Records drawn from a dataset
--

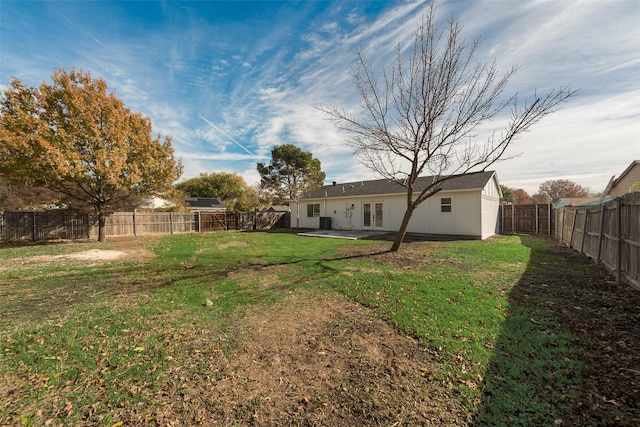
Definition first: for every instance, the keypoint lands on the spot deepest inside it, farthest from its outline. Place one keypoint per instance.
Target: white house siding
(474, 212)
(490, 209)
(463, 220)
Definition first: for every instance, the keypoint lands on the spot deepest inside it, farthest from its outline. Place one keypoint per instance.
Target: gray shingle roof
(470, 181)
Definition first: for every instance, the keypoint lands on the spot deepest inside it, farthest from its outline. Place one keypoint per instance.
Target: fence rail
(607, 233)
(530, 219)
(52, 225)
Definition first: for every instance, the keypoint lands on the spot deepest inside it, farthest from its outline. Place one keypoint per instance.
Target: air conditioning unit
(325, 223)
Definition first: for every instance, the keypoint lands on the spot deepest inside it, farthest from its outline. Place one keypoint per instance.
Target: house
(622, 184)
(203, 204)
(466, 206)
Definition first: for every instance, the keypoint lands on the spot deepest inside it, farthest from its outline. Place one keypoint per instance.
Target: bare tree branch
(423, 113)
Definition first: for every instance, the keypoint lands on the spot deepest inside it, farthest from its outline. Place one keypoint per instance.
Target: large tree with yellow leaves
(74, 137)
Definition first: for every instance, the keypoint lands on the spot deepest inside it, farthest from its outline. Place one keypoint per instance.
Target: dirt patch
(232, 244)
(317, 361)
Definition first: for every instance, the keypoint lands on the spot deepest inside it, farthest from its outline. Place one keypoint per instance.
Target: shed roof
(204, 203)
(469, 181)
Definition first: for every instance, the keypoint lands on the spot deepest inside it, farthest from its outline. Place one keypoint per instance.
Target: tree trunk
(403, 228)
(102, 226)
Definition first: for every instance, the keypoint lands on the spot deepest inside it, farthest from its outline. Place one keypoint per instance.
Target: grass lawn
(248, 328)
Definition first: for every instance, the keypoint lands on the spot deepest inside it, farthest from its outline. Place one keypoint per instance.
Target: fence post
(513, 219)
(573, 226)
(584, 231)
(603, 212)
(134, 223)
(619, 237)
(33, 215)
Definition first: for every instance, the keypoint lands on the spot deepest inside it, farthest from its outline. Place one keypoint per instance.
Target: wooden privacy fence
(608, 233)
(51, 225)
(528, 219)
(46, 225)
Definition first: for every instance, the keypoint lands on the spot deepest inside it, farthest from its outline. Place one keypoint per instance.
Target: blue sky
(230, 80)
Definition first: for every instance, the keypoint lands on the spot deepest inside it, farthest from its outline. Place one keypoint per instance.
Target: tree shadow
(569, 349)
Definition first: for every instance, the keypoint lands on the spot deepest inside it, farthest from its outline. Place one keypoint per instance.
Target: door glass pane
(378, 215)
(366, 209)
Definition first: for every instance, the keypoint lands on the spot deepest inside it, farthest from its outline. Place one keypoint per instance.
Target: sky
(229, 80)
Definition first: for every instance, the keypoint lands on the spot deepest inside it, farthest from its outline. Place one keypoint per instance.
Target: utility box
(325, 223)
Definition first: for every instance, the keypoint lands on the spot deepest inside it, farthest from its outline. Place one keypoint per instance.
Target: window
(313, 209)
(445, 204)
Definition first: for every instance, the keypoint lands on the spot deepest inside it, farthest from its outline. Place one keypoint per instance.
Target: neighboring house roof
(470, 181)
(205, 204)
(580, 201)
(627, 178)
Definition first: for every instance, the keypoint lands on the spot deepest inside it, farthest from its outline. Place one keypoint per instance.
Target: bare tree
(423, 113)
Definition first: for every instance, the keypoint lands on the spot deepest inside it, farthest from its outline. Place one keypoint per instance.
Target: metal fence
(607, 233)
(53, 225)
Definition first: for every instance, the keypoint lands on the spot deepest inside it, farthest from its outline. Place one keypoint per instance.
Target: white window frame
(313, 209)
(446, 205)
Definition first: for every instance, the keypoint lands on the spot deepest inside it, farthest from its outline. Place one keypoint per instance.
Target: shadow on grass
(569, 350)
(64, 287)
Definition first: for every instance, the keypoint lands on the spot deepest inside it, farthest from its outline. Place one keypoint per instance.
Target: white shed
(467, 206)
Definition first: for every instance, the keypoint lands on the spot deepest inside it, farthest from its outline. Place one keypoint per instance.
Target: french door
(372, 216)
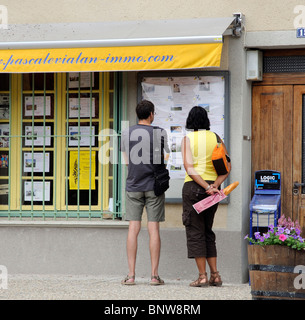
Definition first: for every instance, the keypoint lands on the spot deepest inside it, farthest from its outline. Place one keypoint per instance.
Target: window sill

--

* _WHAT IS REQUIRED_:
Could you retype all the entries above exactly, without the pictures?

* _SOLUTION TO THE EXERCISE_:
Definition first: for every instance, the keypoint lands on the spot deepest inside it, farthest from its outline. Place one keypoint per instance.
Target: white house siding
(474, 212)
(490, 209)
(463, 220)
Definition first: for every instance, the keypoint lands on the spot deepest inside it, farthest from its outline. Place one keypoint per instance.
Target: gray shingle roof
(470, 181)
Definition first: for every instance, the keypoint lands on the spot deepest inside it, farthest from its outline. Place one keypoint per instance.
Target: fence rail
(607, 233)
(530, 219)
(52, 225)
Definition first: for every instance, the keypoint lands on the spot deepest inside it, farthest from its outline. Place one keypoint per instance.
Target: air conditioning unit
(325, 223)
Definition first: for every instance, the keypoint lands on the spot deepest inside it, farthest from its outline. Place one keypoint per instance.
Target: house
(622, 184)
(203, 204)
(466, 206)
Definition first: for every instance, the keypoint lands on the spot deepest inside it, farthest from its outline. Place one keypoint per instance.
Target: bare tree branch
(423, 113)
Definition first: for every instance, the keypoint lands on the spot deepest inside it, farthest from its outline. Place one keypoint per instance.
Target: large tree with yellow leaves
(74, 137)
Definition first: for every instance, the keypoint lands on the spot deepest inside it, farthest from its outline. Place one keypoint per instance.
Target: dirt patch
(232, 244)
(317, 361)
Definition first: for every instance, the keypoint lands on the spot deepest inside it, farthest from its outline. Place one keypoint per instance.
Target: shed roof
(204, 203)
(469, 181)
Definition first: for every instance, the keypoint lands on the spot deepest inside it, farthest from its outline. Place one keypoint per instance.
Target: tree trunk
(403, 228)
(102, 226)
Definition first: for every instance, the keypoint lands on the spot deepest inside it, farthest from its outline. Place one keypoint per instance.
Target: grass lawn
(248, 328)
Definition first: for every instance, the keypoint lands on the spot deepest inside it, farthest from its outline. Place one keypoint per instance.
Target: fence post
(513, 219)
(573, 226)
(584, 231)
(603, 212)
(134, 223)
(619, 237)
(33, 215)
Definition first: for every instance, the keypoint lands on the spot deepest inside it, farthest from its outline. Place one keypoint per instance.
Target: wooden privacy fence
(608, 233)
(51, 225)
(528, 219)
(46, 225)
Definition first: for every instance, the keypoint lands on the spot deepest inside it, farthest from its outline. Place one keypoint per instance.
Target: blue sky
(230, 80)
Definition first: for every instance, the keypoint lands on the spot deepest inside it, farthest from its outline. Place one keypoint per instance.
Target: tree shadow
(569, 349)
Definition first: for every instance, the keypoint lands on the spot deepest inside it, farthest from its outline. Place one keypoint per instance.
Target: door glass pane
(378, 215)
(366, 209)
Definition first: for every instance, the keypoint lands on the spot deepest inside it, farthest from its outline. Place one keypoint per instance.
Target: sky
(229, 80)
Definition first: for every instance, the keypoint lands on the spot deepest inside it, farthest from its outline. Place one keypoint per instance.
Target: utility box
(325, 223)
Definition first: for every instance, the keypoint lands on the spot deepest inside it, farthest from its outline. Place one keypoint per instance.
Target: window
(313, 209)
(445, 204)
Definition first: for every instance, the keypoint lands on the spot deepest inside it, farthest from its outline. Place one keypoint per instance.
Target: neighboring house roof
(470, 181)
(205, 204)
(580, 201)
(627, 178)
Definition first: for every instance, the keypoint lands on the spot deepest inside it, farthest from its outline. Place one keypoint per instance.
Target: bare tree
(423, 113)
Definition first: for every instance, the keypoint lands on the spot deepest inside it, farthest from its outline. Place one keypoint per instance.
Target: metal fence
(607, 233)
(53, 225)
Definition first: for every instance, the keypoint lands on the spot deepest inside it, farthest from its outline. Place one keypoint per instance.
Target: white window frame
(313, 209)
(446, 205)
Definition first: for every instance, the keypoint lands on the spot deepest inside it, farthest from its outline. Place one keypoint per instance.
Target: shadow on grass
(569, 350)
(64, 287)
Definition first: for every instance, the keypoint lands on the spot deepest inside it, farthest from its outline. Place one keypoint per instance.
Target: white shed
(467, 206)
Definition first: for every instance, the keypoint lands on the spot deepest inside it, farthest from its outline. Place one keypoint per instance.
Target: french door
(372, 216)
Definition first: for every instance, the keypoint lands on the spot deepest inside it, farthest from its outline. Place one keypoint per instance.
Target: window sill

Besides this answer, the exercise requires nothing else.